▸ Problem requirements: Transcribe all of the lines below exactly, omitting the pictures from your answer.

(Collected data entries)
----
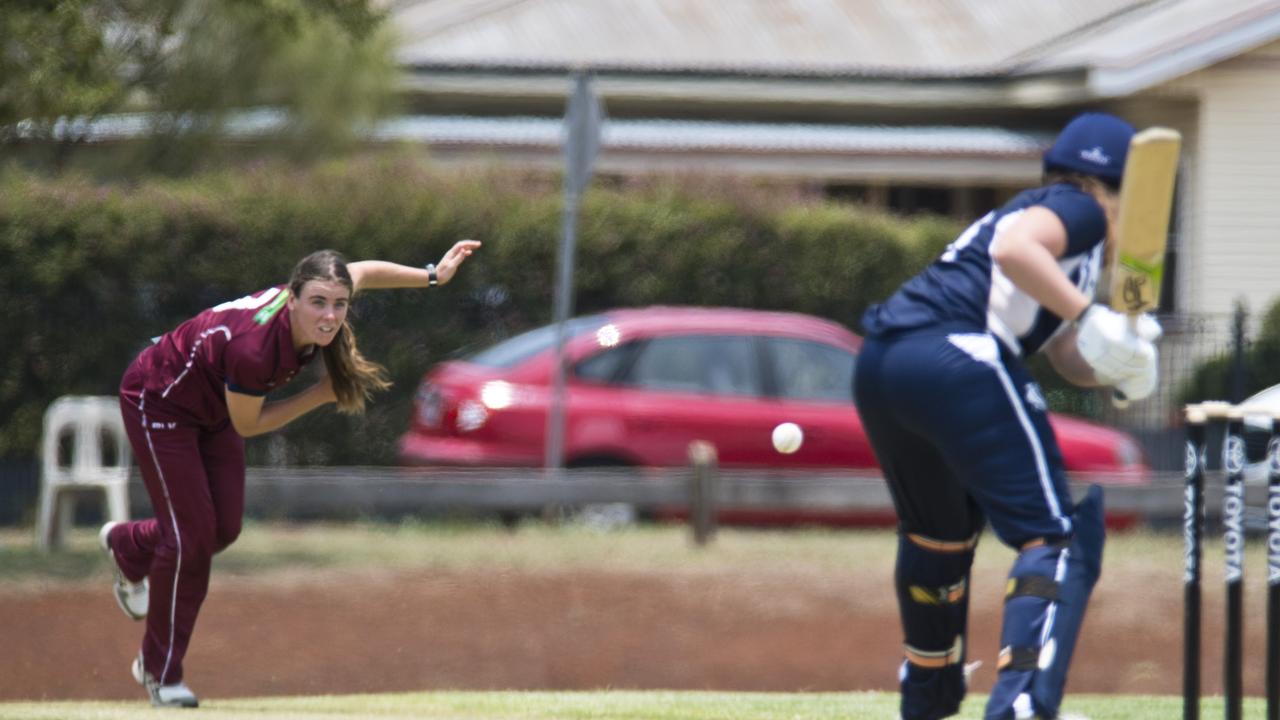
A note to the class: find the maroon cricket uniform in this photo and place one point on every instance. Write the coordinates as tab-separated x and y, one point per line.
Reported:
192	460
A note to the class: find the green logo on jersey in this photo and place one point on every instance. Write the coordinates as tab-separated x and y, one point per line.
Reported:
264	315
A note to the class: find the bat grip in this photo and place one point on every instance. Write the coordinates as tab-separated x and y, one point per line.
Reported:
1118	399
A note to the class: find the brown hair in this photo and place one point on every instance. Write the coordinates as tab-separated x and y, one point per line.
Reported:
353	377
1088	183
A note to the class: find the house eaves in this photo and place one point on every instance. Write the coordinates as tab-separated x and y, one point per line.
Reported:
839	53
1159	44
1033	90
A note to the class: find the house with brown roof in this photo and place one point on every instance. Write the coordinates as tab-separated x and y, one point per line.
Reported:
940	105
----
▸ Full output:
A note to the class: find the maroon cricket uniform in this photo and place one point on every instance. Write the coordinates as tab-separated x and y, one point per line.
Reported:
192	460
A note to the class: find the green logo on jersey in this photo and place one point on every instance. Write the coordinates as tab-separated x and y, one point per line.
Reported:
264	315
A note to the class: find the bat grip in this photo and place one point on every instance. Write the coordinates as tab-separated x and y, one point per line.
Reported:
1118	399
A note to the class: find the brown hair in this photo and place one point on every instance. Write the coordinates as tab-separated x and y, one point per line.
Reported:
353	377
1088	183
A note to the class: find the house eaves in this photo and place one point on every instance. Write the coordinates as tab-separated x and y, one point per line.
Reported:
839	53
1159	44
1033	90
A note to the class: find the house with brown roof in this photo and place one point on every instance. Write the coordinates as tab-separated x and y, one point per line.
Reported:
940	105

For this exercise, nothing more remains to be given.